→ Your objective:
An exact transcription of all the data is required, with every image removed.

::::::::::

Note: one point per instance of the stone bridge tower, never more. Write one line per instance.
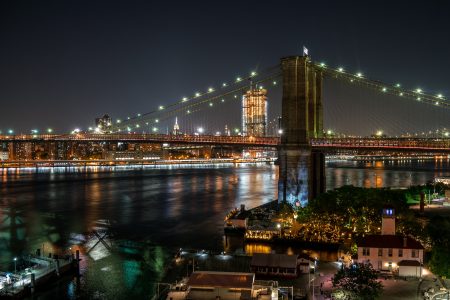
(301, 171)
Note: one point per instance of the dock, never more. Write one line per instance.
(41, 271)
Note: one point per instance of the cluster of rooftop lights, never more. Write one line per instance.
(385, 89)
(199, 94)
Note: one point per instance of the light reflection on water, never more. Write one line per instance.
(164, 209)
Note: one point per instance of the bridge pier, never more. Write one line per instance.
(301, 171)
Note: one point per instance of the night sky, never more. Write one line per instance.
(63, 64)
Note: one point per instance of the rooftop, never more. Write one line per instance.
(221, 279)
(389, 241)
(274, 260)
(409, 263)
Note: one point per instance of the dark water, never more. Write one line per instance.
(163, 209)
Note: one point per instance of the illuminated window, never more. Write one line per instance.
(366, 251)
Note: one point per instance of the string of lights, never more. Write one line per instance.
(392, 89)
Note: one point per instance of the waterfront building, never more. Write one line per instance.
(225, 286)
(254, 112)
(282, 265)
(4, 155)
(390, 252)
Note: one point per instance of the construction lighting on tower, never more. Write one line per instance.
(254, 112)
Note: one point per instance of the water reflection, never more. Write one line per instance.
(159, 209)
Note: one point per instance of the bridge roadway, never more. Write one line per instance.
(439, 145)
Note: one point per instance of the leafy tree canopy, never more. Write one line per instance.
(359, 281)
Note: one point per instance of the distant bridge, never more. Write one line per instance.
(431, 145)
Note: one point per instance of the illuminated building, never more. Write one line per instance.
(104, 123)
(176, 127)
(391, 252)
(254, 112)
(4, 155)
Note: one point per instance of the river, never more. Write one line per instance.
(163, 209)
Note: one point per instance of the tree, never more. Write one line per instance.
(438, 230)
(359, 281)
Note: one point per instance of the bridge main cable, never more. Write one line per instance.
(188, 105)
(392, 89)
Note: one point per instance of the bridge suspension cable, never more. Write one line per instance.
(190, 105)
(392, 89)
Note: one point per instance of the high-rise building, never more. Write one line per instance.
(104, 124)
(176, 127)
(254, 112)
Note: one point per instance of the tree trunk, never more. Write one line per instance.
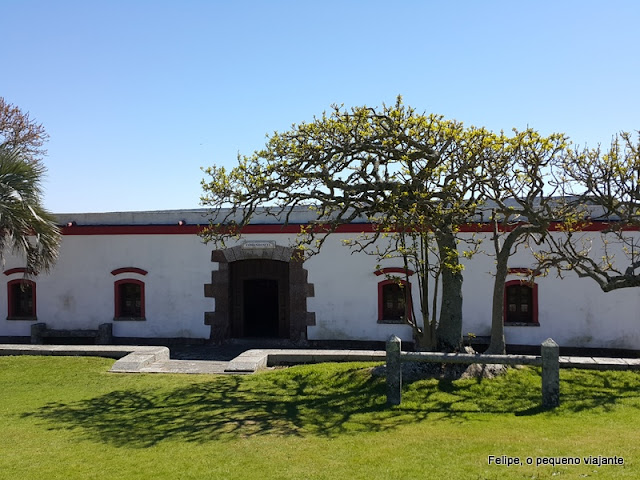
(498, 344)
(449, 331)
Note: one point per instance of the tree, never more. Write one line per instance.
(414, 176)
(605, 185)
(27, 228)
(19, 132)
(521, 188)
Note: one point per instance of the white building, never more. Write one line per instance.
(150, 275)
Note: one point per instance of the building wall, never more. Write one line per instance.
(79, 293)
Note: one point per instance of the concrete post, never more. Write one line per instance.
(550, 374)
(394, 371)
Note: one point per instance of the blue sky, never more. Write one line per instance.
(138, 95)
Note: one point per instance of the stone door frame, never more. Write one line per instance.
(299, 290)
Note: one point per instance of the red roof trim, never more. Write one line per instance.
(524, 271)
(118, 271)
(295, 229)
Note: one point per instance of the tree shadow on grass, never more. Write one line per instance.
(295, 402)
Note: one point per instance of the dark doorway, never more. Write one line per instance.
(259, 298)
(260, 307)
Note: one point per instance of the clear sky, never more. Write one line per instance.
(138, 95)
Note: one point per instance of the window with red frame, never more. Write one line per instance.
(129, 300)
(21, 296)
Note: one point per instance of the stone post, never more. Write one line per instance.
(550, 374)
(394, 371)
(105, 334)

::::::::::

→ Your response:
Note: one point per instance of the stone bridge tower, never more. Write one line per instance.
(301, 171)
Note: one point per instance of the dock, never more. Write one line per instance.
(41, 271)
Note: one point per instance of the cluster of rooftop lights, never more. Write one line per instance.
(385, 89)
(199, 94)
Note: one point per instance of the light reflection on water, never more. Write one line per instance.
(164, 209)
Note: one point per instance of the bridge pier, never more. Write one line per instance.
(301, 171)
Note: one point per instance of the night sky, never more. Write one line per instance.
(63, 64)
Note: one point per instance of the rooftop, never more. Write one line per instance.
(221, 279)
(389, 241)
(274, 260)
(409, 263)
Note: one point per instance of the dark water, never more. Write one line per instance.
(163, 209)
Note: one point per instance of the illuminated window, never more. Write one line per instance.
(366, 251)
Note: one point per instance of the string of lights, never more. Write one line per instance.
(392, 89)
Note: one point per instance of the waterfront building, never more. Write one line per instance.
(225, 286)
(254, 112)
(282, 265)
(4, 155)
(390, 252)
Note: one point per instance of the construction lighting on tower, never more. Write one line per instance.
(254, 112)
Note: one point per instance of the water reflection, never more. Write one line per instance.
(159, 209)
Note: one point per instance of the bridge roadway, never more. Write one line per instance.
(439, 145)
Note: one point per instance of the leafy tree canopy, never more. Write one line per instance.
(359, 281)
Note: one point per instance of the distant bridge, never more. Write one line per instance.
(431, 145)
Note: one point per instance of the illuminated building, never more. Write one line per instance.
(104, 123)
(176, 127)
(391, 252)
(254, 112)
(4, 155)
Note: one point per instance of the river, never more. Write one line per instance.
(163, 209)
Note: one point per instance of the tree, never more. Write one line per instance.
(438, 230)
(359, 281)
Note: one point per instance of the bridge main cable, never more. Write one line per instance.
(188, 105)
(392, 89)
Note: one point per instance of the bridge suspension cable, never more. Write one line per instance.
(190, 105)
(392, 89)
Note: one point per instance of the high-rise building, never more. Write one line per instance.
(104, 124)
(176, 127)
(254, 112)
Note: one point per instance of the tree trunk, never more. Write one line per instance.
(498, 344)
(449, 331)
Note: one point per instance of the tree, never more. Write one line per instance.
(414, 176)
(605, 185)
(27, 228)
(19, 132)
(521, 188)
Note: one point per instance of the white building, never more. Write one line per instance.
(150, 275)
Note: one point per instance of the building wall, never more. Write one line per instance.
(79, 293)
Note: one point per instance of the concrete post, never more. Write one line per instance.
(550, 374)
(394, 371)
Note: one point per instance of the blue sky, never more. Write one line per instance.
(138, 95)
Note: one point per instance of the stone door frame, never more. Write one line per instance.
(299, 290)
Note: one point per instance of the red roof trim, never more. Write one line per instance.
(524, 271)
(118, 271)
(295, 229)
Note: one point per instance of the tree shadow on grass, never more. Write one line per instance.
(295, 402)
Note: one point per instance of the dark doorway, never more. Write one line per instance.
(259, 298)
(260, 307)
Note: one point per instance of the clear sky, never more. Write one line per instance.
(138, 95)
Note: one point per instance of the window with red frame, never more. Write one line per instance.
(129, 300)
(21, 296)
Note: one point per instance of the stone post, never more. Write one line per instance.
(550, 374)
(394, 371)
(105, 334)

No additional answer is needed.